Written request: Render every line of the data below as a Markdown table with two columns, Row and Line, giving each row a number and omitting blank lines. Leave the pictures out of the answer.
··········
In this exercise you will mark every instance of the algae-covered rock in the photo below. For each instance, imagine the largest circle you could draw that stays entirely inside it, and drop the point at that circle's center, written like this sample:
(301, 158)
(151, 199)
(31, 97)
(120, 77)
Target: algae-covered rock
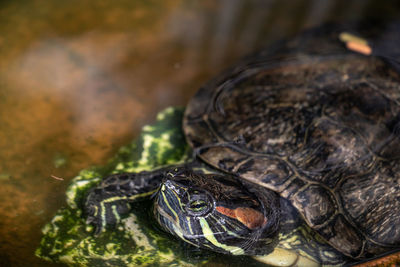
(136, 240)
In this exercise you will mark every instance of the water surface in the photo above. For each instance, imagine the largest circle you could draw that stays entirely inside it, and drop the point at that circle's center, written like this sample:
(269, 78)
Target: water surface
(80, 78)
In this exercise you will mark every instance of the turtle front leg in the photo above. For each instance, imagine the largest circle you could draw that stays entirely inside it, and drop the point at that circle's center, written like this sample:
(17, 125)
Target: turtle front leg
(112, 197)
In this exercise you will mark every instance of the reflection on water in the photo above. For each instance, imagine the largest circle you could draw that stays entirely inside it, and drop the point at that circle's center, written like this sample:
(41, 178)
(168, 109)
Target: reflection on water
(79, 78)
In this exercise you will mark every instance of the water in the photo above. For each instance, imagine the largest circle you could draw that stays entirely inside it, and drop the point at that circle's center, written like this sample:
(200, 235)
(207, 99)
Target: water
(80, 78)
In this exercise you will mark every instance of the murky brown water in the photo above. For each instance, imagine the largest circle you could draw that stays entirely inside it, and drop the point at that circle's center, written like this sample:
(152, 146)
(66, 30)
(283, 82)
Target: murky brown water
(80, 78)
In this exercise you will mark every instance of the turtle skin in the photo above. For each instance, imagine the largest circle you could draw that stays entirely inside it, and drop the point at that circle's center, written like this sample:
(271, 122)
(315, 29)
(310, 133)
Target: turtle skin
(321, 127)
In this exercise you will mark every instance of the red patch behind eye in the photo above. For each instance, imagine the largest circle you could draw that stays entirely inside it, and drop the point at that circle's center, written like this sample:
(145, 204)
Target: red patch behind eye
(248, 216)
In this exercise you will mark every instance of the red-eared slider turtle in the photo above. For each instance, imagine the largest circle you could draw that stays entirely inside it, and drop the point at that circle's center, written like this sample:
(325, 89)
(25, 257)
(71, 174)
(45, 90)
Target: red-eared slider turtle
(309, 128)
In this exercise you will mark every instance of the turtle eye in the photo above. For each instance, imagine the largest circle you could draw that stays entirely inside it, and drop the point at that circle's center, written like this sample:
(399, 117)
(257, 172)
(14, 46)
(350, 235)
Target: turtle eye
(199, 205)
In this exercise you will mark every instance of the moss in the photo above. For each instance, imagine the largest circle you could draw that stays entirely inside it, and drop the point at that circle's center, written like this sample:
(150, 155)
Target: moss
(135, 241)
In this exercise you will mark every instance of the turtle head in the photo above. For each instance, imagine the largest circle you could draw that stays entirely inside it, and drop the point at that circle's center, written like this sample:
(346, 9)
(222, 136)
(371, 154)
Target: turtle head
(218, 212)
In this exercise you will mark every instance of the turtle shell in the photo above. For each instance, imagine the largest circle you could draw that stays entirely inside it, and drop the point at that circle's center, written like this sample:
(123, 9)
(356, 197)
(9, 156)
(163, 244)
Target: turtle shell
(321, 128)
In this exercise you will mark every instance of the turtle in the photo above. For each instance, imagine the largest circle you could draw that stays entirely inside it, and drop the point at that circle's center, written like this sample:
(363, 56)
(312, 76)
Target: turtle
(305, 131)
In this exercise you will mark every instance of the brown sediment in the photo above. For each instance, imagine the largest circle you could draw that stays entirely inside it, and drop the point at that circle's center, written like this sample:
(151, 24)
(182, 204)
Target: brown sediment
(391, 260)
(248, 216)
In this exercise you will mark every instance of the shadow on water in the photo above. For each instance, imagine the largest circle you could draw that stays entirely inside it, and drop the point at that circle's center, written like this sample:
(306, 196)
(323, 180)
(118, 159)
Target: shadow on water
(80, 78)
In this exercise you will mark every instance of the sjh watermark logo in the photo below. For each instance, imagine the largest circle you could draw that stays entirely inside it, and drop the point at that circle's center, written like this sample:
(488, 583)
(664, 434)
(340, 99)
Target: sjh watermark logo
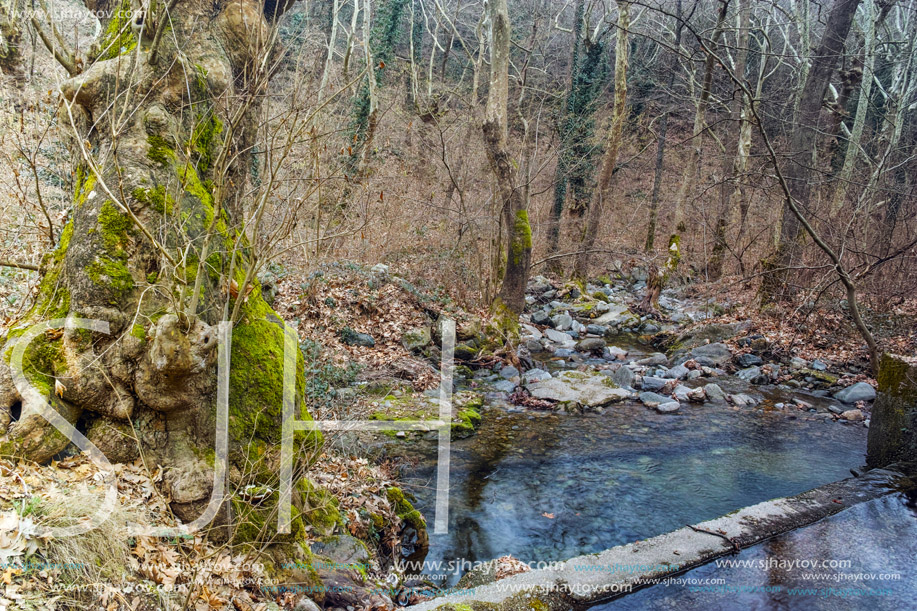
··········
Result of the task:
| Row | Line |
|---|---|
| 1 | In this exercise you will mark every instance of the algae-covered rock in the photo below. For each instance, imagine the largest circle you could draw that stays entirely inside it, and drop the point at that circle's center, written like this sample: |
| 2 | (301, 158) |
| 3 | (151, 199) |
| 4 | (31, 97) |
| 5 | (120, 77) |
| 6 | Target: algae-covered rock |
| 7 | (136, 240) |
| 8 | In this exercise you will mark every instance of the water surface in the photo above. For each instance, imagine the largest circle you could draw that stays entirely inside it, and drop the point at that circle's center, written like this sample: |
| 9 | (269, 78) |
| 10 | Target: water surface |
| 11 | (80, 78) |
| 12 | In this exercise you will mark every instance of the turtle front leg in the photo above. For each instance, imagine the largest circle you could draw that stays entirely inside it, and drop the point at that circle's center, written like this sample: |
| 13 | (17, 125) |
| 14 | Target: turtle front leg |
| 15 | (112, 197) |
| 16 | In this exercise you will mark every instance of the reflection on water in the photo above. For each instance, imagine the largest circle you could draw that stays entirely inside it, and drop the point at that circle's center, written like this sample: |
| 17 | (41, 178) |
| 18 | (168, 109) |
| 19 | Target: reflection on water |
| 20 | (79, 78) |
| 21 | In this exercise you will mark every instance of the water in the photo above. For each instance, imagine the largest circle you could draw that stays entirely inside it, and drop the point at that circle's center, written like this sample: |
| 22 | (200, 235) |
| 23 | (207, 99) |
| 24 | Target: water |
| 25 | (80, 78) |
| 26 | In this exercise you will mark every instance of the murky brown water in the photo above. For each instance, imagine the largest circle you could draw that stays entirely inside it, and drop the point at that circle's center, written like this sample: |
| 27 | (152, 146) |
| 28 | (66, 30) |
| 29 | (283, 82) |
| 30 | Target: murky brown water |
| 31 | (80, 78) |
| 32 | In this exercise you will mark every instance of the turtle skin in the photo above. For each instance, imagine the largest circle you could draw that stays entirely inside it, and drop the point at that circle's center, written like this sample: |
| 33 | (271, 122) |
| 34 | (315, 29) |
| 35 | (310, 133) |
| 36 | Target: turtle skin |
| 37 | (321, 127) |
| 38 | In this exercise you will mark every instance of the red patch behind eye in the photo above. For each instance, imagine the largest circle you could draw that stays entirely inside it, and drop the point at that circle's center, written like this sample: |
| 39 | (145, 204) |
| 40 | Target: red patch behind eye |
| 41 | (248, 216) |
| 42 | In this exercise you will mark every instance of the red-eared slider turtle in the photo above. For each instance, imagine the largest circle you could draw that stays entirely inside it, and drop the point at that circle's center, written like this sample: |
| 43 | (325, 89) |
| 44 | (25, 257) |
| 45 | (71, 174) |
| 46 | (45, 90) |
| 47 | Target: red-eared slider turtle |
| 48 | (309, 128) |
| 49 | In this exercise you will mark every instance of the turtle eye in the photo above. For each instance, imagine the largest circle you could draw that stays entirely inside it, and drop the point at that circle's center, written like this sample: |
| 50 | (399, 117) |
| 51 | (257, 172) |
| 52 | (14, 46) |
| 53 | (350, 235) |
| 54 | Target: turtle eye |
| 55 | (199, 205) |
| 56 | In this exercise you will mark every instance of the moss in the photo above. For each instance, imagine the largest circle you could draw that stays entirely inside it, and drop the point at that circle's center, written like this sample: |
| 57 | (150, 155) |
| 58 | Target: moss |
| 59 | (135, 241) |
| 60 | In this exercise you will mark every instance of the turtle head in the photo above. For each instance, imagine the largest circle you could draw that stays entirely inside it, and drop the point at that circle's center, written like this sample: |
| 61 | (346, 9) |
| 62 | (222, 136) |
| 63 | (371, 154) |
| 64 | Target: turtle head |
| 65 | (218, 212) |
| 66 | In this exercise you will mark every instance of the turtle shell in the photo above. For each instance, imagine the largest circle you could draw that stays entirely inside it, and drop the point at that circle's center, written like this sample: |
| 67 | (123, 9) |
| 68 | (356, 197) |
| 69 | (9, 156) |
| 70 | (163, 244) |
| 71 | Target: turtle shell |
| 72 | (321, 128) |
| 73 | In this exercise you will mark every instance of the turtle in the photo above. For each instance, imagine the largest circle you could draw that stays entirely inside it, and drop the point at that circle's center, written like this sample: |
| 74 | (363, 56) |
| 75 | (312, 76) |
| 76 | Target: turtle |
| 77 | (305, 131) |
| 78 | In this exercise you will mark every instance of the brown sediment in the photo above. For each instance, imagine the largest circle you could draw that stays entirely inside it, and drop the point at that circle's center, written like this sample: |
| 79 | (151, 24) |
| 80 | (182, 204) |
| 81 | Target: brown sediment |
| 82 | (391, 260) |
| 83 | (248, 216) |
| 84 | In this exercise you will mark every instance of the shadow on water in the photo above. For each instance, imagine the largest circle you could draw that stays entirely inside it, and drop the point at that circle's center, written like this sample: |
| 85 | (306, 196) |
| 86 | (323, 180) |
| 87 | (118, 159) |
| 88 | Target: shadow on water |
| 89 | (80, 78) |
| 90 | In this exercise you will mark every instance of the sjh watermark logo in the photo below. For each instance, imagine the largest circle you could draw that stays entirely inside it, and drop the point at that circle's center, written like this sample: |
| 91 | (488, 583) |
| 92 | (664, 434) |
| 93 | (340, 99) |
| 94 | Target: sjh watermark logo |